• [Work order] Your task is to return the span of lines beginning at the one with "Task | locate the grass" and ending at the last line of the data, exactly as it stands.

• [Saved entries]
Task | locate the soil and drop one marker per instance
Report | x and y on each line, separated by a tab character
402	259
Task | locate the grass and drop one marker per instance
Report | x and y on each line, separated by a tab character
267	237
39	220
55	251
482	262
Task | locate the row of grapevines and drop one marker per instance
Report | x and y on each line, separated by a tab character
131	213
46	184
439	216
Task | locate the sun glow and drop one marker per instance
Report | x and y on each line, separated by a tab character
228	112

• [Your solution]
Task | locate the grass and drop one marker per instance
Report | x and y on each line, separated by a tab character
267	237
39	220
55	251
482	262
Task | locate the row of grapevines and drop one marker per instance
Report | x and y on each line, separated by a tab character
131	213
46	184
439	216
Task | locate the sun glow and drop one marker per instance
Report | x and y on each line, separated by a tab character
228	112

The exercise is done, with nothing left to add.